> _Input material_
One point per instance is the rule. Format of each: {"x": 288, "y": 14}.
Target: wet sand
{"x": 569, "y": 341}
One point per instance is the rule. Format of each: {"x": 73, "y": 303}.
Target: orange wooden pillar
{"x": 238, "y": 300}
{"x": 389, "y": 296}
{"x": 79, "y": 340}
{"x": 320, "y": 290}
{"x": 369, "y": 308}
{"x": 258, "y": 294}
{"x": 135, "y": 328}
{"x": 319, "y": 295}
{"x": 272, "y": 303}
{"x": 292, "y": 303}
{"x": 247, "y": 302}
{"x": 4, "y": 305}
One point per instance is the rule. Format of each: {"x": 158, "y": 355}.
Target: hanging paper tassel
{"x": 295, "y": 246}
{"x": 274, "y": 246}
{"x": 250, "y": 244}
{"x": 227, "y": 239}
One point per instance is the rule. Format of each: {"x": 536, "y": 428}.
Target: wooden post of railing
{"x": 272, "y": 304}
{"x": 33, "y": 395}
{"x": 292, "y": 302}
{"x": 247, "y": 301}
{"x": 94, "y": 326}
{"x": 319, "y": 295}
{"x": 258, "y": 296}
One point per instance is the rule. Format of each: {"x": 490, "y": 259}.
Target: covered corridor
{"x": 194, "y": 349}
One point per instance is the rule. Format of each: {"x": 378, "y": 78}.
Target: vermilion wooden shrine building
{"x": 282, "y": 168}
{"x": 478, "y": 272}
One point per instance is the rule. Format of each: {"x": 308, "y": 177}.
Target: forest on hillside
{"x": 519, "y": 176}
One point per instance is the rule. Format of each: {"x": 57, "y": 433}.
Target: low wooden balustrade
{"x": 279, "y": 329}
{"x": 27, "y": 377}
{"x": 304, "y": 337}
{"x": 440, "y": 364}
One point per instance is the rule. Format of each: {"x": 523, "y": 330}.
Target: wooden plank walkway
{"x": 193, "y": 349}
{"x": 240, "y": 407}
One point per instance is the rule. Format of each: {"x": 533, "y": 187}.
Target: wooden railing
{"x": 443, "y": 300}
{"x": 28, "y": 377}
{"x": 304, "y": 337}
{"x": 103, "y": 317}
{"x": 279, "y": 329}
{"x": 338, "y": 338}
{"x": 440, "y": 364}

> _What is expected_
Give the records above again, word for word.

> _Exercise output_
One point per instance is the rule. Format of each: {"x": 288, "y": 14}.
Target: wet sand
{"x": 569, "y": 341}
One point per instance is the rule. Format of each: {"x": 73, "y": 303}.
Target: orange wooden pillar
{"x": 238, "y": 300}
{"x": 389, "y": 296}
{"x": 79, "y": 340}
{"x": 320, "y": 290}
{"x": 369, "y": 308}
{"x": 258, "y": 294}
{"x": 135, "y": 328}
{"x": 319, "y": 295}
{"x": 272, "y": 303}
{"x": 292, "y": 303}
{"x": 247, "y": 302}
{"x": 4, "y": 305}
One point per instance is the rule. Format of each: {"x": 158, "y": 355}.
Target: hanging paper tassel
{"x": 295, "y": 246}
{"x": 274, "y": 246}
{"x": 250, "y": 244}
{"x": 227, "y": 239}
One point per instance is the rule. Format of each: {"x": 536, "y": 428}.
Target: wooden post of railing
{"x": 272, "y": 304}
{"x": 33, "y": 395}
{"x": 292, "y": 302}
{"x": 247, "y": 301}
{"x": 94, "y": 326}
{"x": 319, "y": 295}
{"x": 258, "y": 296}
One point per instance is the rule. Format of each: {"x": 490, "y": 259}.
Target: covered corridor
{"x": 194, "y": 349}
One point per instance is the rule. Format of each: {"x": 378, "y": 78}.
Target: vermilion wooden shrine building
{"x": 282, "y": 168}
{"x": 478, "y": 272}
One point per instance is the rule. Format of each: {"x": 308, "y": 177}.
Target: forest on hillside
{"x": 519, "y": 176}
One point per instance is the rule. Format of each: {"x": 57, "y": 433}.
Target: low wooden balustrade
{"x": 279, "y": 329}
{"x": 27, "y": 377}
{"x": 304, "y": 337}
{"x": 440, "y": 364}
One point per instance is the rule. Format of each: {"x": 523, "y": 330}.
Target: wooden plank walkway
{"x": 193, "y": 349}
{"x": 240, "y": 407}
One point per instance is the rule. Format of each: {"x": 533, "y": 187}.
Target: wooden railing
{"x": 443, "y": 300}
{"x": 28, "y": 377}
{"x": 304, "y": 337}
{"x": 103, "y": 317}
{"x": 279, "y": 329}
{"x": 338, "y": 338}
{"x": 440, "y": 364}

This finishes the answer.